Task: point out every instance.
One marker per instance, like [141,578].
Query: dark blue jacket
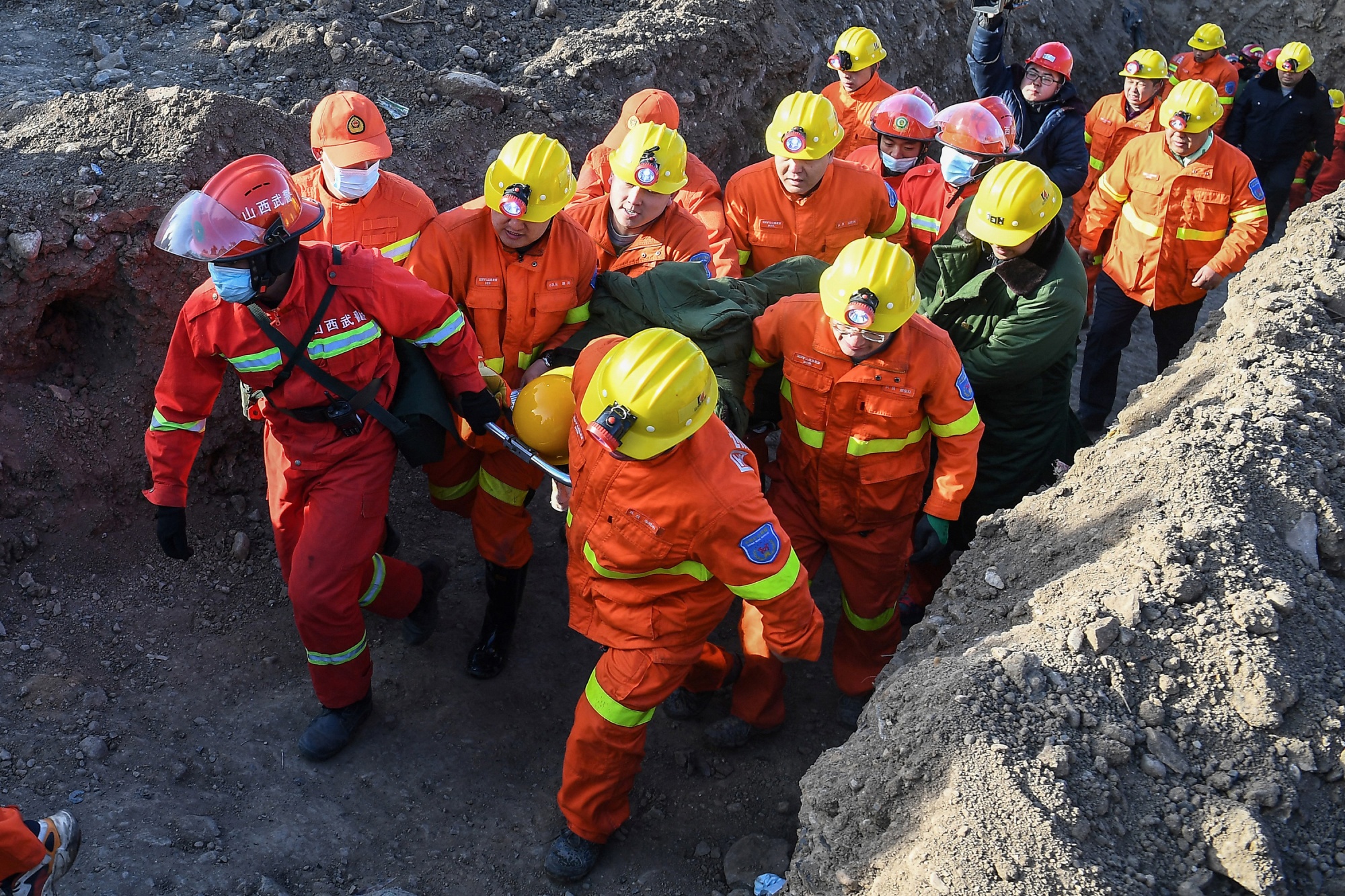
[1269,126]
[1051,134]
=====
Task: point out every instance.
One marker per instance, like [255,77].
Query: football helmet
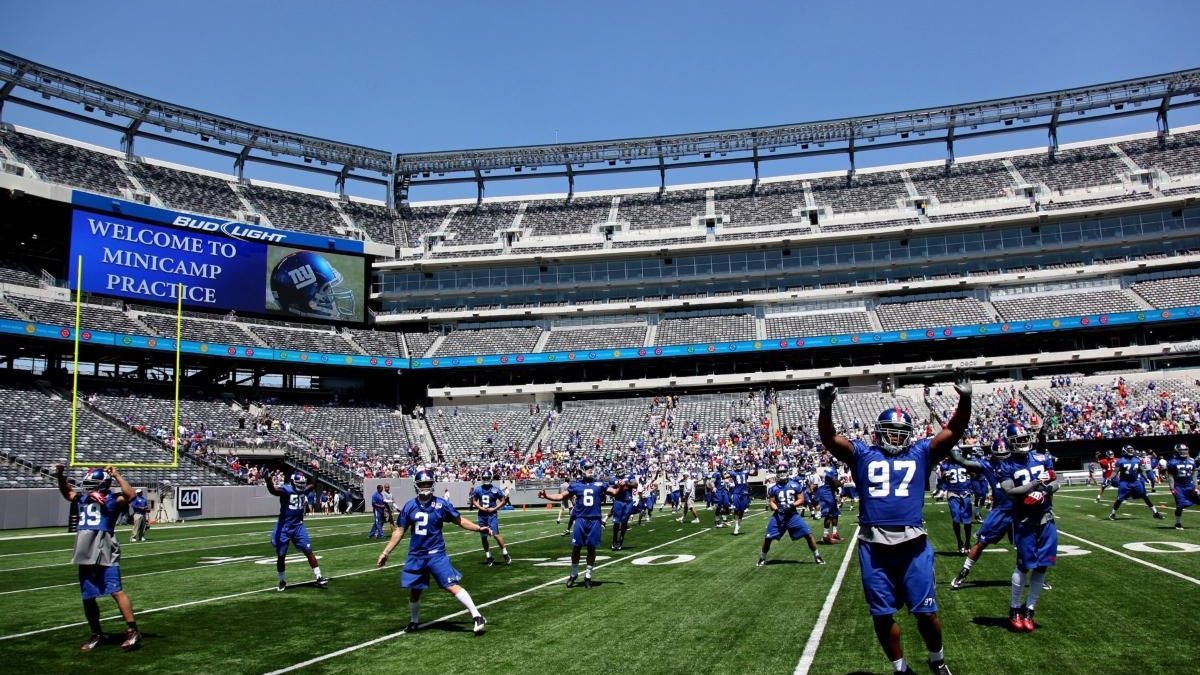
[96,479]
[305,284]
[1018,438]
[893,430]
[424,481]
=====
**What you will do**: Using the material, show each line where the string "marker" can be found.

**Expected answer**:
One marker per instance, like [141,578].
One marker per instance, like [255,77].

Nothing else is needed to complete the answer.